Beginning at the line that contains "Could you point to the embroidered", reproduce every line to the end of the material without changing any of them.
-- BEGIN Supplied material --
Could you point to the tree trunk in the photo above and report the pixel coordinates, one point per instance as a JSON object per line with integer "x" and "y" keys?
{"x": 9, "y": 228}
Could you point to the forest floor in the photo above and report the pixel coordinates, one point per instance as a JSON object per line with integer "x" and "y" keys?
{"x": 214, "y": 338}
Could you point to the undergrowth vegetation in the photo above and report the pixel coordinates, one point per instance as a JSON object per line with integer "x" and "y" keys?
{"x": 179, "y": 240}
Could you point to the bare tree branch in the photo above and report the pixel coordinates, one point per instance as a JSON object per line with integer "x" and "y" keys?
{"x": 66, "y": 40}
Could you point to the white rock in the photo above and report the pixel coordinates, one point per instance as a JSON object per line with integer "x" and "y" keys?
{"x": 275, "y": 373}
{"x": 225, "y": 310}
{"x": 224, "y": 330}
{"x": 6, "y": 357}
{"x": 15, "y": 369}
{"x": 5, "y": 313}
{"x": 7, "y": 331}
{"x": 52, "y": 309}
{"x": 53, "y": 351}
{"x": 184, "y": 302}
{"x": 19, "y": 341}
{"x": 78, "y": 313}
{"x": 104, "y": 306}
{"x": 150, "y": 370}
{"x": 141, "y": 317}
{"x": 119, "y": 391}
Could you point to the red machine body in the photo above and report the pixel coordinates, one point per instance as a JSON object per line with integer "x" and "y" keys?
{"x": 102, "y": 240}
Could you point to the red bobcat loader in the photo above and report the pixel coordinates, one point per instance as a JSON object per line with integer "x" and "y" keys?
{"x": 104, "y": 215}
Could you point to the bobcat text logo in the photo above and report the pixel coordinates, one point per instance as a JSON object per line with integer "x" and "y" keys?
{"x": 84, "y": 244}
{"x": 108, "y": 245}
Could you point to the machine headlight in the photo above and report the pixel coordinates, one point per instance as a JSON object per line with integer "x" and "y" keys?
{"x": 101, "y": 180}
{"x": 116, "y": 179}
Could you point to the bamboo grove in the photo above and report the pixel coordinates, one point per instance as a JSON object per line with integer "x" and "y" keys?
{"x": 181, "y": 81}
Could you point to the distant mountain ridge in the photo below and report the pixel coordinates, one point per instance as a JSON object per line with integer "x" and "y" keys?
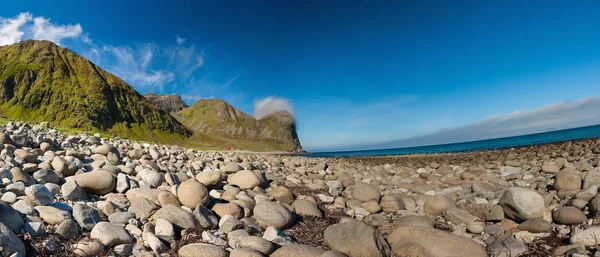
{"x": 217, "y": 117}
{"x": 169, "y": 103}
{"x": 41, "y": 81}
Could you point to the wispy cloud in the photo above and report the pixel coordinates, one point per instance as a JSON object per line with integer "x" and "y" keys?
{"x": 10, "y": 29}
{"x": 557, "y": 116}
{"x": 146, "y": 66}
{"x": 24, "y": 25}
{"x": 271, "y": 104}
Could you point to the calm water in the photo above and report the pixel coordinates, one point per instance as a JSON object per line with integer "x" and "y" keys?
{"x": 534, "y": 139}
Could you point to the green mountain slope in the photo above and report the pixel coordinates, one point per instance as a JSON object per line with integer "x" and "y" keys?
{"x": 217, "y": 118}
{"x": 41, "y": 81}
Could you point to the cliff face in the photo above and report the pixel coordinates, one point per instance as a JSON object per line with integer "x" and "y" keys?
{"x": 217, "y": 117}
{"x": 41, "y": 81}
{"x": 169, "y": 103}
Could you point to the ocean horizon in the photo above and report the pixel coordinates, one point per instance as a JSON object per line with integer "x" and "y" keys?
{"x": 487, "y": 144}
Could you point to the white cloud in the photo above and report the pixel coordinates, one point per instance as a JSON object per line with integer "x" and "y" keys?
{"x": 25, "y": 26}
{"x": 133, "y": 66}
{"x": 180, "y": 40}
{"x": 43, "y": 29}
{"x": 562, "y": 115}
{"x": 271, "y": 104}
{"x": 11, "y": 29}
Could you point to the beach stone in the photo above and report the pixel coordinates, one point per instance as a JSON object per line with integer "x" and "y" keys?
{"x": 244, "y": 252}
{"x": 222, "y": 209}
{"x": 256, "y": 243}
{"x": 110, "y": 234}
{"x": 437, "y": 204}
{"x": 143, "y": 208}
{"x": 201, "y": 250}
{"x": 297, "y": 250}
{"x": 72, "y": 191}
{"x": 191, "y": 193}
{"x": 537, "y": 225}
{"x": 52, "y": 215}
{"x": 10, "y": 243}
{"x": 587, "y": 237}
{"x": 417, "y": 241}
{"x": 567, "y": 179}
{"x": 180, "y": 218}
{"x": 206, "y": 218}
{"x": 98, "y": 182}
{"x": 10, "y": 217}
{"x": 391, "y": 204}
{"x": 86, "y": 216}
{"x": 365, "y": 192}
{"x": 281, "y": 194}
{"x": 521, "y": 204}
{"x": 459, "y": 216}
{"x": 165, "y": 198}
{"x": 568, "y": 216}
{"x": 305, "y": 207}
{"x": 39, "y": 194}
{"x": 551, "y": 168}
{"x": 67, "y": 229}
{"x": 356, "y": 239}
{"x": 592, "y": 178}
{"x": 273, "y": 214}
{"x": 148, "y": 193}
{"x": 209, "y": 178}
{"x": 245, "y": 179}
{"x": 278, "y": 237}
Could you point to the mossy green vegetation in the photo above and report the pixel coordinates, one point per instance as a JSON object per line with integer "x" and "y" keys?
{"x": 40, "y": 81}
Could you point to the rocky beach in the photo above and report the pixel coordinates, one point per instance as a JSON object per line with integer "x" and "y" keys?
{"x": 83, "y": 195}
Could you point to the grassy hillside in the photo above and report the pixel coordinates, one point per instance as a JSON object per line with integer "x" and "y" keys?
{"x": 221, "y": 124}
{"x": 40, "y": 81}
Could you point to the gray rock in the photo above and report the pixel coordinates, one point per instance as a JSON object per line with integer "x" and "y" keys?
{"x": 110, "y": 234}
{"x": 365, "y": 192}
{"x": 10, "y": 217}
{"x": 72, "y": 191}
{"x": 39, "y": 194}
{"x": 67, "y": 229}
{"x": 178, "y": 217}
{"x": 143, "y": 208}
{"x": 201, "y": 250}
{"x": 206, "y": 218}
{"x": 86, "y": 216}
{"x": 356, "y": 239}
{"x": 521, "y": 204}
{"x": 10, "y": 243}
{"x": 278, "y": 237}
{"x": 273, "y": 214}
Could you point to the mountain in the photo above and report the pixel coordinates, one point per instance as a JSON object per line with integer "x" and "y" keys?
{"x": 40, "y": 81}
{"x": 169, "y": 103}
{"x": 216, "y": 117}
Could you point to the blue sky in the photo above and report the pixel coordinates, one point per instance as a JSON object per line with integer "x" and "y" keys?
{"x": 354, "y": 72}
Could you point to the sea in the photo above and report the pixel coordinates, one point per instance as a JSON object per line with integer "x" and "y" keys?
{"x": 489, "y": 144}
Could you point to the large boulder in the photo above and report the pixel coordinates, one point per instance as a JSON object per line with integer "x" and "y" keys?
{"x": 365, "y": 192}
{"x": 521, "y": 204}
{"x": 201, "y": 250}
{"x": 245, "y": 179}
{"x": 180, "y": 218}
{"x": 273, "y": 214}
{"x": 98, "y": 182}
{"x": 10, "y": 243}
{"x": 192, "y": 193}
{"x": 356, "y": 239}
{"x": 411, "y": 241}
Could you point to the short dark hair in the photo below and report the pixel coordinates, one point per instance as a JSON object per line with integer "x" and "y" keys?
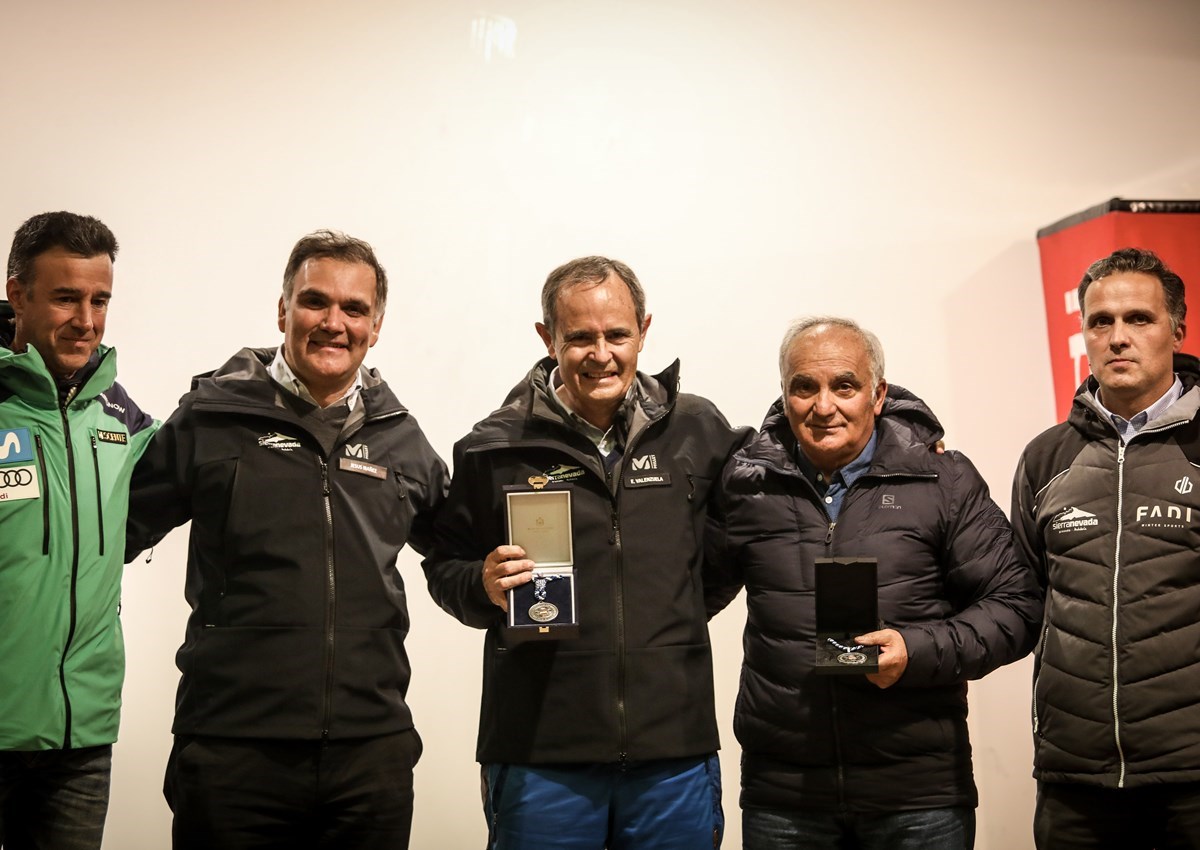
{"x": 335, "y": 245}
{"x": 1141, "y": 262}
{"x": 593, "y": 271}
{"x": 79, "y": 234}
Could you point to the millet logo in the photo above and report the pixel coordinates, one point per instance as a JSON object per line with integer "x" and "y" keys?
{"x": 1164, "y": 516}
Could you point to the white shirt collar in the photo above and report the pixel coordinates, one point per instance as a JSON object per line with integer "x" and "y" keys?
{"x": 281, "y": 372}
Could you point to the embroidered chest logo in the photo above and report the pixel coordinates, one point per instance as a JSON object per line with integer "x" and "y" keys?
{"x": 564, "y": 473}
{"x": 16, "y": 446}
{"x": 645, "y": 462}
{"x": 1073, "y": 519}
{"x": 280, "y": 442}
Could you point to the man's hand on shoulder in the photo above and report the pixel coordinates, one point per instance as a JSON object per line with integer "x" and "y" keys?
{"x": 893, "y": 656}
{"x": 504, "y": 568}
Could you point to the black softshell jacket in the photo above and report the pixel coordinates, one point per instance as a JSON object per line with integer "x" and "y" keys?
{"x": 637, "y": 683}
{"x": 948, "y": 581}
{"x": 1114, "y": 533}
{"x": 298, "y": 617}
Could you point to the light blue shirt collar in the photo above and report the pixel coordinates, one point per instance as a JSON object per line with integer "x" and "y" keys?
{"x": 1128, "y": 428}
{"x": 281, "y": 372}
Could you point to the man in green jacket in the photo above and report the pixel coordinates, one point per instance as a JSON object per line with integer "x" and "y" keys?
{"x": 69, "y": 440}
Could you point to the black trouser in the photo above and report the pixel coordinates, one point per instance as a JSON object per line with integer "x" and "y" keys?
{"x": 54, "y": 797}
{"x": 258, "y": 794}
{"x": 1072, "y": 816}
-- END Supplied material --
■ Exercise output
Could you point to the embroidered chest logo in the photo above and report the pixel coordinates, one point per instance as a JSON object per line with integer "x" and "y" keys?
{"x": 564, "y": 473}
{"x": 16, "y": 446}
{"x": 645, "y": 462}
{"x": 1073, "y": 519}
{"x": 280, "y": 442}
Could you point to the man's hand on shoulder in the photo above and report the pixel coordinates, one point per instance as a JSON object per line with integer "x" and "y" keys?
{"x": 893, "y": 656}
{"x": 504, "y": 568}
Could you point to the black softshell jacket in the photo above and report the pixel coordinates, one point per instance as a JSON object per line with integer "x" and "y" keys?
{"x": 637, "y": 683}
{"x": 948, "y": 581}
{"x": 1114, "y": 533}
{"x": 298, "y": 617}
Could you point to the light blue shirt collar in the photo above and report the pixel coordinates, one point per instance as a JSON object per line with integer "x" and "y" keys?
{"x": 1128, "y": 428}
{"x": 281, "y": 372}
Could you point to the man in green jacket in the photo above and report the pixel coordinates, one point per instance as a JSON object per line with integer "x" and "y" keys?
{"x": 69, "y": 440}
Could you point to the black trouser in the photo above and report the pixel coordinates, one point per instance as a JSON object per line with integer "x" and "y" keys?
{"x": 54, "y": 797}
{"x": 258, "y": 794}
{"x": 1072, "y": 816}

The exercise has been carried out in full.